◆ PAGE TEXT ◆
The following excerpts are taken from an article in the June 2001 edition of The American Rifleman, written by Stephen P. Halbrook, PhD., J.D. Some excerpts have been paraphrased.
Kristallnacht, the infamous Nazi rampage against Germany's Jews - took place in November 1938. It was preceded by the confiscation of firearms from the Jewis victims. The New York Times reported from Berlin, "Berlin Police Head Announces 'Disarming' of Jews," explaining:
"The Berlin Police President, Count Wolf Heinrich von Helldor, announced that...the entire Jewish population of Berlin had been 'disarmed' with the confiscation of 2,569 hand weapons, 1,702 firearms and 20,000 rounds of ammunition. Any Jews still found in possession of weapons without valid licenses are threatened with the severest punishment."

◆ REQUIREMENT 1 ◆
According to the excerpt on the disarming of Berlin's Jews, how many firearms were confiscated?
◆ REQUIREMENT 2 ◆
Continue the excerpt on the disarming of Berlin's Jews from its last sentence.

◆ MATERIAL ◆
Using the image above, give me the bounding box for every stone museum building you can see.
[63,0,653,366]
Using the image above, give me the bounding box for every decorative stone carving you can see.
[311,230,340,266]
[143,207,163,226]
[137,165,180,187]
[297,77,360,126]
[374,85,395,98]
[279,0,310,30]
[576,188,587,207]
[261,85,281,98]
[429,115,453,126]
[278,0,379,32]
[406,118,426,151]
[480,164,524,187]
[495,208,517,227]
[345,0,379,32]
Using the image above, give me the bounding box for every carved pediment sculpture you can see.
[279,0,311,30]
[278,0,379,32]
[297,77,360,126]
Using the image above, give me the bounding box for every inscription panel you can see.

◆ RESULT 1 ◆
1,702 firearms were confiscated.

◆ RESULT 2 ◆
On the evening of Nov. 9...Joseph Goebbels and other Nazi chiefs...issued orders to Nazi security forces? "All Jewish stores are to be destroyed immediately...Jewish synagogues are to be set on fire... . The Fuhrer wishes that the police does not intervene. ...All Jews are to be disarmed. In the event of resistance they are to be shot immediately."
The American Consulate in Stuttgart was flooded with Jews begging for visas: "Men in whose homes old, rusty revolvers had been found during the last few days cried aloud that they did not dare ever again return to their places of residence or business. In fact, it was a mass of seething, panic-stricken humanity."
Finding out which Jews had firearms was not too difficult. The liberal Weimar Republic passed a Firearm Law in 1928 requiring extensive police records on gun owners. Hitler signed a further gun control law in early 1938.
Other European countries also had laws requiring police records to be kept on persons who possessed firearms. When the Nazis took over Czechoslovakia and Poland in 1939, it was a simple matter to identify gun owners. Many of them disappeared in the middle of the night along with political opponents.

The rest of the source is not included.